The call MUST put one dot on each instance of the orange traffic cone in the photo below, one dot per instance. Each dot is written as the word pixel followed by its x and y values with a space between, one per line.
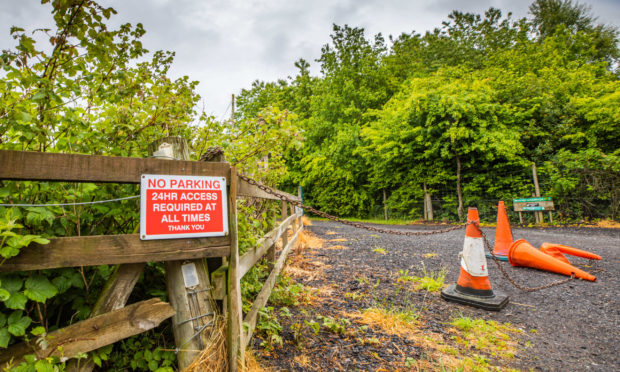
pixel 522 253
pixel 558 251
pixel 503 234
pixel 473 286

▬▬▬▬▬▬▬▬▬▬

Output everything in the material exactly. Pictures stay out of it.

Solved problem:
The call MUST put one dot on each instance of the orange traffic cone in the photo below, one dot per instance. Each dot is written as the word pixel followed by its x and y values with a space between, one per line.
pixel 522 253
pixel 558 251
pixel 503 234
pixel 473 286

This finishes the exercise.